**PROBLEM DESCRIPTION:** Return every one of the items below verbatim, line by line, with nothing changed.

____ MATERIAL TO PROCESS

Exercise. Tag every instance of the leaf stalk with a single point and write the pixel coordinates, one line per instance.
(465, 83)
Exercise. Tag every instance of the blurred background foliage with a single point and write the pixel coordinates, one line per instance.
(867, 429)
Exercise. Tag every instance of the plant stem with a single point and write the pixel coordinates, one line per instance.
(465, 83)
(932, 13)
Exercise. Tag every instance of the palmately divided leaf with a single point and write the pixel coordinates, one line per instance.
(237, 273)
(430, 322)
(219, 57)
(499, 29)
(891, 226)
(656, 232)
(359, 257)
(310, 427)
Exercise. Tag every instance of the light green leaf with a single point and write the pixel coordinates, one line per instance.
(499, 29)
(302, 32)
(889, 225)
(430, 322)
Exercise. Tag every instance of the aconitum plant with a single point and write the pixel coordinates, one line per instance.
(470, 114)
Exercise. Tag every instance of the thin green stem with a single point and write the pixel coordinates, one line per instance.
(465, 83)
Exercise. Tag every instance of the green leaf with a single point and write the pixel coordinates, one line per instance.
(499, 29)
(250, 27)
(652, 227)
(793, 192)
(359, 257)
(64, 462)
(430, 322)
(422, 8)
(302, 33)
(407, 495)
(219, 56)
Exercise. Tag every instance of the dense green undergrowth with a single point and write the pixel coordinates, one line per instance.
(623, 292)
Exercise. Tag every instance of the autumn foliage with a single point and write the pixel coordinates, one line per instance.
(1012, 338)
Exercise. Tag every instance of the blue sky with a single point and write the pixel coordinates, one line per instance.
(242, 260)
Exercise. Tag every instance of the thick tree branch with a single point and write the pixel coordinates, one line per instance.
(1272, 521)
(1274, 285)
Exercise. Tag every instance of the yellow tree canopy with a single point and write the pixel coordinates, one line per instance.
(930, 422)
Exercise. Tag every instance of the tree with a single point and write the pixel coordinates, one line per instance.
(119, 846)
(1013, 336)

________

**RESULT FOR THIS EXERCISE:**
Exercise. Tag every instance of the leaf stalk with a single point and write the pixel coordinates, one line per instance.
(465, 83)
Exercise. Tag every instance of the blurred background foliage with a single point and write the pixel coordinates, one line per instance.
(867, 429)
Exercise. Tag every instance of the plant stem with a single point and write the pixel coordinates, one line per instance.
(465, 83)
(932, 13)
Exercise. Tag every instance of the palmately divided leaf with a single point and write the pixel coordinates, one line per instance.
(237, 273)
(430, 322)
(219, 57)
(499, 29)
(891, 226)
(656, 232)
(359, 257)
(310, 427)
Exercise. Tag every instance of the light green leaf with a single point and write the pixel coordinates, one line per instance.
(499, 29)
(302, 32)
(889, 225)
(430, 322)
Exercise. Tag every instance of the aconitum plant with a single point and write the pixel coordinates, one line per instance.
(470, 114)
Exercise. Tag every instance of the thin green stem with a single point and write the pixel coordinates, one line per instance.
(465, 83)
Exercise. Tag every instance of the green leaf with a single point and write the pixel coordinates, one line per instance.
(499, 29)
(250, 27)
(652, 227)
(793, 192)
(359, 257)
(64, 462)
(430, 322)
(422, 8)
(302, 33)
(407, 495)
(219, 56)
Exercise. Tag every instance of the dense green undergrowth with a single point and write the pixel coordinates, one line per instance.
(623, 292)
Exercise. Tag every instance of the autumn foliage with a single point and write the pixel coordinates, one line per instance.
(1012, 338)
Exercise. Tag every instance of the blue sky with a single point and write the pixel coordinates, one line per instance.
(242, 260)
Exercise. Tag every instance of the thick tree branch with a single point and write the pixel coordinates, one line per instance.
(1272, 521)
(1274, 285)
Exercise. Tag every instance of the yellow tree canopy with a single point and write the pixel coordinates, one line per instance.
(930, 422)
Exercise. Tag every instance of the tree with a single point and write the pixel coordinates, one line per instance.
(119, 846)
(1013, 336)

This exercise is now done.